[Exercise aim] Update the listing by replacing "cauldron tower" with "flame tower" throughout and keeping everything else unchanged. Leave the pictures out of your version.

[Saved entries]
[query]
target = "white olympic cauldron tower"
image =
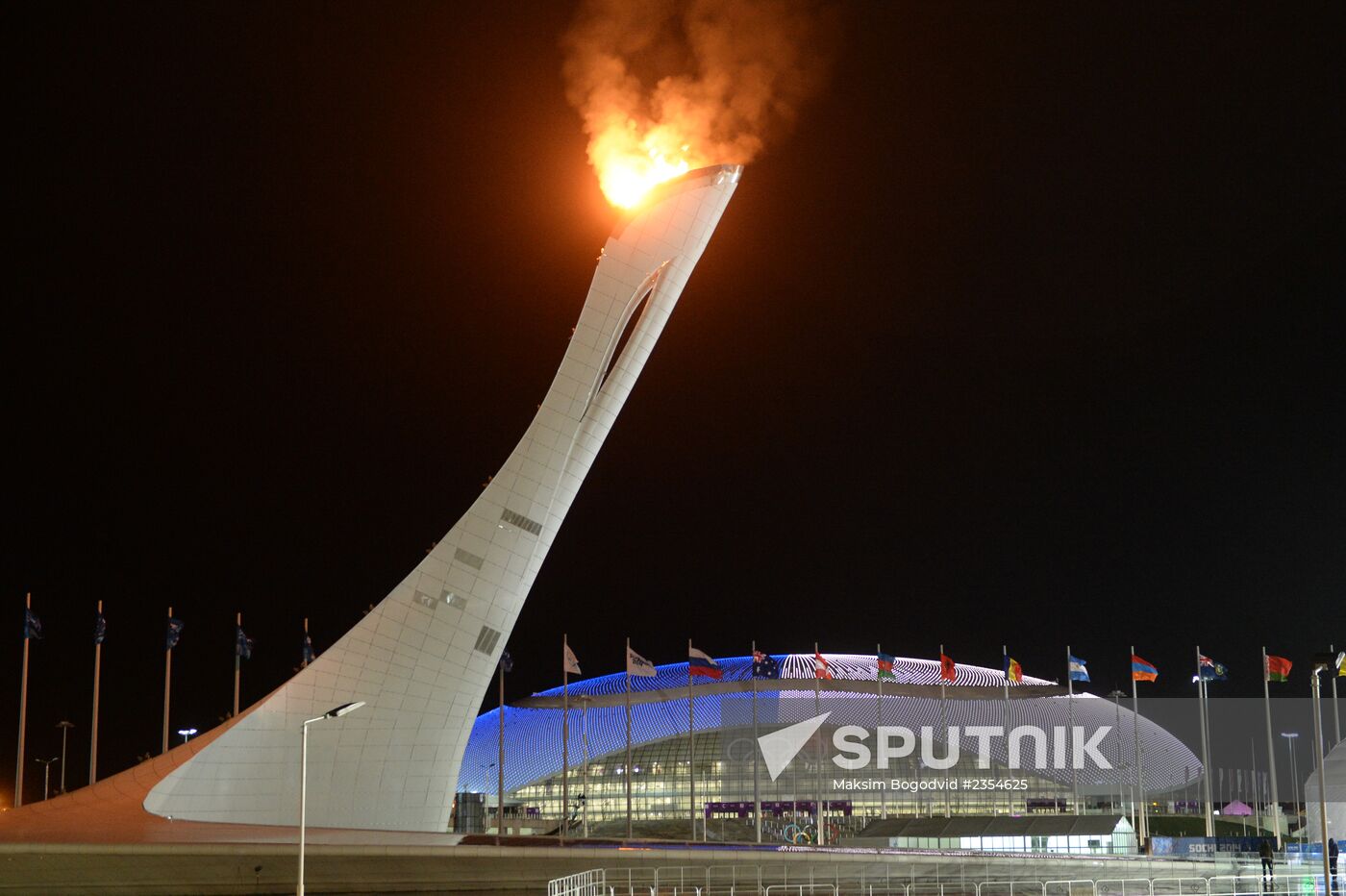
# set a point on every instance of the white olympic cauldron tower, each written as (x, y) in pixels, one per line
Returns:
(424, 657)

[Exercise answer]
[query]
target = "white olympic flame tower"
image =
# set a point on every instance of the white olympic flame tower, each written as (x, y) in pixels, one per line
Returns:
(424, 657)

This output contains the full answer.